_Task directions:_
Format each line of the material below as a JSON list of strings, with one string per line and blank lines omitted. Leave the pictures out.

##### Records for the task #####

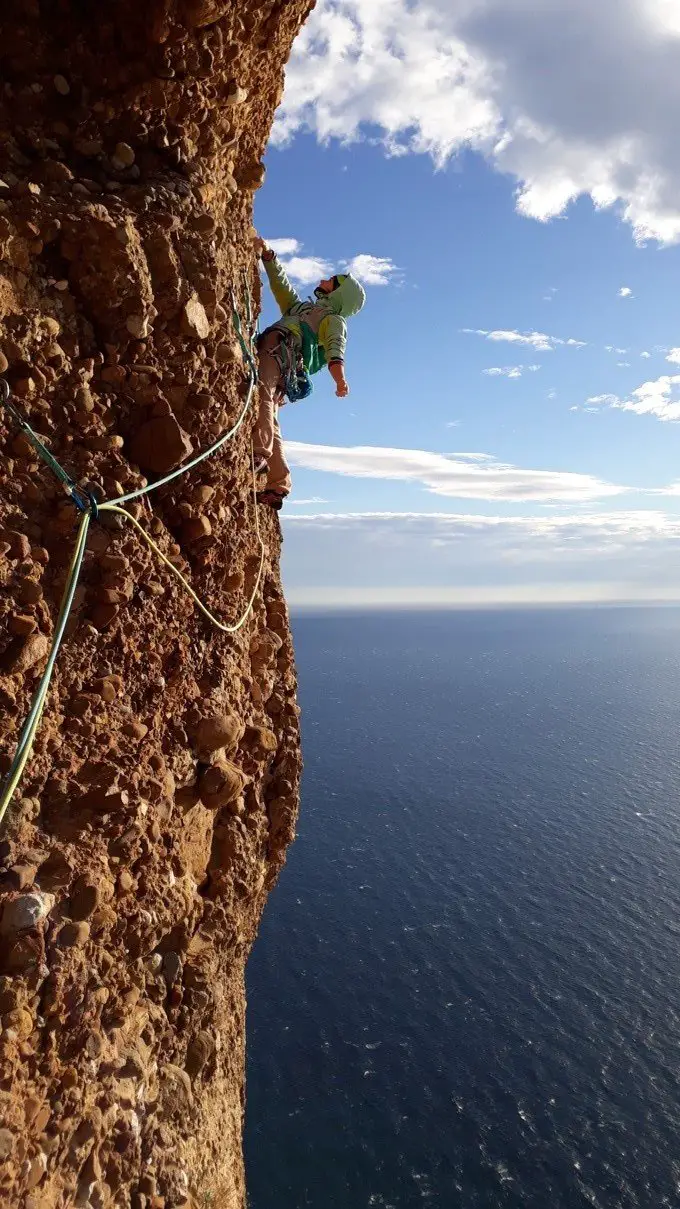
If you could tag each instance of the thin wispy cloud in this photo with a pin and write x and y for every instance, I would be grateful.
(392, 557)
(306, 503)
(568, 97)
(537, 340)
(457, 475)
(511, 371)
(305, 270)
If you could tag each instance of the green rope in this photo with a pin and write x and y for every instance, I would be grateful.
(88, 507)
(33, 721)
(226, 437)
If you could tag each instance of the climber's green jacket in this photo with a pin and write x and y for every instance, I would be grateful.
(317, 324)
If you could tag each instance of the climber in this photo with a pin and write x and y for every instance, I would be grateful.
(309, 336)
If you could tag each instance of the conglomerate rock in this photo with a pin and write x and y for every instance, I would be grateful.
(159, 802)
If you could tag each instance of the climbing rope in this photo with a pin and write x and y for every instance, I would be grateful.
(90, 509)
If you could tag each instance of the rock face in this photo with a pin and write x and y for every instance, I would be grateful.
(156, 809)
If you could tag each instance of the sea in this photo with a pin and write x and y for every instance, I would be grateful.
(466, 989)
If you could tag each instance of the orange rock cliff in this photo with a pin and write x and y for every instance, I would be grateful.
(161, 794)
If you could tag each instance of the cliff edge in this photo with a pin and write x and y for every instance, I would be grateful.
(161, 794)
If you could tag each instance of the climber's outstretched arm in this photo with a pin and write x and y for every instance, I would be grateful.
(281, 288)
(333, 337)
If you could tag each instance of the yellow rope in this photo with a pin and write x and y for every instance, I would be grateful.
(149, 539)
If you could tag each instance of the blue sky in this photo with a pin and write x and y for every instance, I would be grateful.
(505, 438)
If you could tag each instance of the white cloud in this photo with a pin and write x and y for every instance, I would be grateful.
(309, 270)
(511, 371)
(283, 247)
(372, 270)
(537, 340)
(409, 559)
(570, 98)
(457, 475)
(306, 270)
(660, 398)
(306, 503)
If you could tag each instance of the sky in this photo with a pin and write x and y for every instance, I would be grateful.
(505, 177)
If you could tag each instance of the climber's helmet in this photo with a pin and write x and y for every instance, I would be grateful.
(344, 291)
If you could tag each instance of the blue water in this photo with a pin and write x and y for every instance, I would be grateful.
(466, 990)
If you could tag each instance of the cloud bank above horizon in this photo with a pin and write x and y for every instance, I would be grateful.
(569, 98)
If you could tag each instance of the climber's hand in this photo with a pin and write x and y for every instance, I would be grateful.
(336, 370)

#####

_Exercise solution:_
[
  "If you could tag each instance of the thin wispy cloud in this photo with a pin and write x and y for every instance, I would be grateful.",
  "(392, 557)",
  "(306, 503)",
  "(568, 97)",
  "(537, 340)",
  "(457, 475)",
  "(511, 371)",
  "(305, 270)",
  "If you could tag each instance of the green rope in this photo with a pin and write x and y for every instance, I would be grateful.",
  "(88, 507)",
  "(33, 721)",
  "(226, 437)",
  "If you could tag each instance of the climber's green jacket in this photo with a pin and write x and y for every instance, I would be grateful.",
  "(317, 324)",
  "If you could tag each instance of the climber in this photo with a pin and write x and y for every instance, I would be grateful.",
  "(309, 336)",
  "If you could tag each instance of the conglomerate rock in this photo with a pin and write x and y for every instance, I would be grateful.",
  "(159, 802)",
  "If you could tag each instance of the climbing rope in this photo with a pin and write x and y for every instance, I would be grateful.",
  "(90, 509)",
  "If you could tag each instance of the rock face in this photo with a pin and write x and y for every instance, I would be grateful.",
  "(156, 809)",
  "If you could tag each instance of the sea in this photo with a pin and write x and y for every instance, I would be grateful.",
  "(466, 989)",
  "If you could tag each instance of the orange rock cliff in this photo with a pin and write x and y for every instance, I would be grateful.",
  "(161, 794)",
  "If you could tag each instance of the cliff edge in this photo with a pin and write x and y for every instance, I would be grateful.",
  "(161, 794)",
  "If you could tag each instance of the climber's outstretched arm in this photo with a pin and write x and y for every instance, I would be grateful.",
  "(281, 288)",
  "(333, 337)",
  "If you could tag each instance of the yellow rope in this photo with a pin and write x and y for every instance, I would be grateful.",
  "(149, 539)",
  "If you could tag each instance of the blue sky in this photo with a pin and write x and y for every instance, I would be grateful.",
  "(505, 438)",
  "If you could tag each instance of the white cloud in this photo with a pin and write x and y for every instance, I would be grateful.",
  "(309, 270)",
  "(511, 371)",
  "(283, 247)",
  "(372, 270)",
  "(537, 340)",
  "(409, 559)",
  "(570, 98)",
  "(457, 475)",
  "(306, 270)",
  "(660, 398)",
  "(306, 503)",
  "If you could tag each instance of the sky in this photo with a pin and write x and y for every instance, I would be grateful.",
  "(505, 177)",
  "If you could tag each instance of the climber's helmet in this photo with a pin and write x and y for every instance, I would be grateful.",
  "(344, 291)",
  "If you could tag each instance of the blue water in this photo with a pin and write x and y for every instance, I would be grateful.",
  "(466, 990)",
  "If you could tag each instance of the cloud bank above horizon in this photo with a pin and write x and y for every instance, I would be grateful.",
  "(569, 98)",
  "If you could tag each instance of the climber's hand in this photo with a pin and write x and y for every instance, I would be grateful.",
  "(336, 370)"
]